[Text]
Psoriasis is a chronic disorder that causes itchy, red marks on the body. These areas form multi-layered "scales" that vary in severity. Psoriasis can occur at any age. It is not contagious, though there does seem to be a hereditary connection. It is not a life-threatening condition, and in most cases, people who have mild symptoms may not even know that they have psoriasis. Cuts, scratches, infections, stress, cold weather, smoking and certain medicines seem to cause flare-ups. Topical corticosteroids, light therapy, oral medications, and many other treatments are available. Based on the severity of your condition, your doctor will consult with you to find the treatment that's best for you.

Fine Lines/Wrinkles

One of the most noticed, and complained about, skin conditions today is the presence of fine lines and wrinkles. Wrinkles are a natural part of the aging process. There has been much advancement in just the last several years to minimize the look of wrinkles, from injections and dermal fillers to microdermabrasion. There are also effective means of preventing wrinkles from occurring in the first place, but the most important ways are simply to protect your skin by avoiding sun exposure and smoking.

Sun Damage

There is actually no one single factor more responsible for cosmetic and medical skin conditions than sun exposure. Repeated overexposure to the sun without proper protection such as sunscreen can lead to a wide variety of conditions, including uneven pigmentation, lentigines (age spots), solar elastosis (which causes sagging skin and vertical wrinkles), melasma, poikiloderma (reddish-brown pigmentation on the neck or cheeks), solar keratoses, and of course, skin cancer.

[Task statement] Please duplicate the skin conditions text between "There is actually" and "course, skin cancer.", inclusive. The items that follow aren't needed for anything here.

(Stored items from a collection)
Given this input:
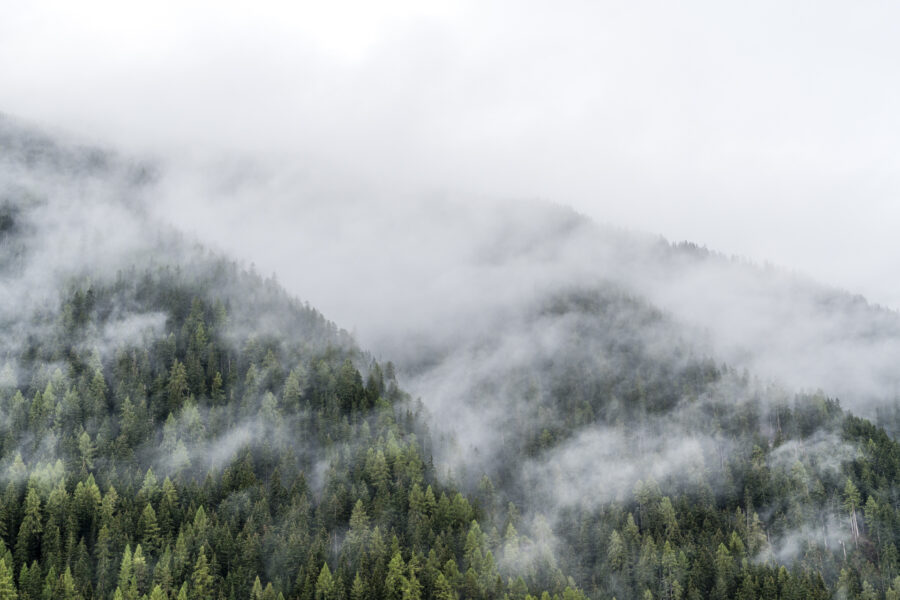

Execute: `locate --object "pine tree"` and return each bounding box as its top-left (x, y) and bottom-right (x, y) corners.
top-left (316, 563), bottom-right (337, 600)
top-left (0, 558), bottom-right (19, 600)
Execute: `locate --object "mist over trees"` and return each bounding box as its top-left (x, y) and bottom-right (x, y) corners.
top-left (0, 119), bottom-right (900, 600)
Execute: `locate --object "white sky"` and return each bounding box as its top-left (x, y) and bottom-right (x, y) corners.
top-left (0, 0), bottom-right (900, 308)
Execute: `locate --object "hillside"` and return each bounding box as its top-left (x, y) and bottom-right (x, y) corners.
top-left (0, 113), bottom-right (900, 600)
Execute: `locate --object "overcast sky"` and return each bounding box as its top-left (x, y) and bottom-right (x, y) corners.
top-left (0, 0), bottom-right (900, 308)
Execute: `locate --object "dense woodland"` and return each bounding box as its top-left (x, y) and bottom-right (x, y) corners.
top-left (0, 118), bottom-right (900, 600)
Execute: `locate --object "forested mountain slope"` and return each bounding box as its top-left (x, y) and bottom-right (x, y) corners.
top-left (0, 113), bottom-right (900, 600)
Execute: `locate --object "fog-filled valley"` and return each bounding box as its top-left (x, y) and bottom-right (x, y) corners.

[Solution]
There is actually no one single factor more responsible for cosmetic and medical skin conditions than sun exposure. Repeated overexposure to the sun without proper protection such as sunscreen can lead to a wide variety of conditions, including uneven pigmentation, lentigines (age spots), solar elastosis (which causes sagging skin and vertical wrinkles), melasma, poikiloderma (reddish-brown pigmentation on the neck or cheeks), solar keratoses, and of course, skin cancer.